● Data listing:
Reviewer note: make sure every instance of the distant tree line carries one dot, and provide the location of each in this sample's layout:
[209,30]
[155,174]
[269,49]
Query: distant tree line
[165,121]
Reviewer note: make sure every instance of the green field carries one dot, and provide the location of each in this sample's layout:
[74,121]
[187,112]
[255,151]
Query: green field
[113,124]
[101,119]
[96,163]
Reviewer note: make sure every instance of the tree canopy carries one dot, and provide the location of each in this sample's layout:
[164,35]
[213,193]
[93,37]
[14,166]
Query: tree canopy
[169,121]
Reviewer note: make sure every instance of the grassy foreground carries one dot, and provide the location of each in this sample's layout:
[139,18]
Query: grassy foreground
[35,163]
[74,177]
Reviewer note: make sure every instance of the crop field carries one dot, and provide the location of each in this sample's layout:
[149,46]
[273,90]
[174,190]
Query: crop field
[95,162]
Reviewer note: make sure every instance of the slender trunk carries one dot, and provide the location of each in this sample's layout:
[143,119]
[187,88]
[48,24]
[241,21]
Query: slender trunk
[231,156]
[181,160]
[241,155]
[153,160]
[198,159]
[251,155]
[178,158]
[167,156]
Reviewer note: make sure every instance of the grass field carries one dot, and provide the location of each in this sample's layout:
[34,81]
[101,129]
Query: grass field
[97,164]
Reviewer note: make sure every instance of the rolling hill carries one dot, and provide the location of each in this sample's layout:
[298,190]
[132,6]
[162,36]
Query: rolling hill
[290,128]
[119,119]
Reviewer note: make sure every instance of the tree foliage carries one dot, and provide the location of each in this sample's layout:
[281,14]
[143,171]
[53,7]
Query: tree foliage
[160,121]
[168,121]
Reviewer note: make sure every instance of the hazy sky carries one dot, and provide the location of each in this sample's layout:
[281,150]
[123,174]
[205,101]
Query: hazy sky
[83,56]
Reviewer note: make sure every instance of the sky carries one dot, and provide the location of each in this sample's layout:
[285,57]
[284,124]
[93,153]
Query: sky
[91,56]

● Challenge:
Give the lines exactly as they stand, from the line with "Reviewer note: make sure every instance of the slender" through the end of the material.

● Finished exercise:
Reviewer note: make sure every instance of the slender trunk carries one dot, and provide the location of each in this sample's layout:
[143,119]
[187,88]
[48,24]
[241,21]
Query: slender trunk
[231,156]
[181,160]
[241,155]
[153,160]
[198,159]
[251,155]
[178,158]
[167,156]
Reviewer note: make sure every instance of the grass field carries one dot, and provide the location of each in this sample's layout:
[34,81]
[101,129]
Query: grass field
[97,164]
Reviewer note: make sure every instance of the rolling hill carries one dot, and provide the location of each in this sample's layout:
[298,190]
[132,6]
[162,36]
Query: rolling hill
[290,128]
[119,119]
Reviewer note: make sure every instance of the tree foliage carries one dot, and provide the location of each in this sample's layout:
[281,14]
[143,171]
[53,7]
Query: tree foliage
[160,121]
[168,121]
Reviewer note: make sure every instance of the hazy sky carries one dot, and provide the location of each in this sample's layout:
[281,150]
[123,174]
[205,101]
Query: hazy sky
[83,56]
Reviewer note: make sure every instance of the sky carries one dot, and provide the location of each in this sample's layout:
[285,57]
[284,124]
[93,153]
Query: sky
[91,56]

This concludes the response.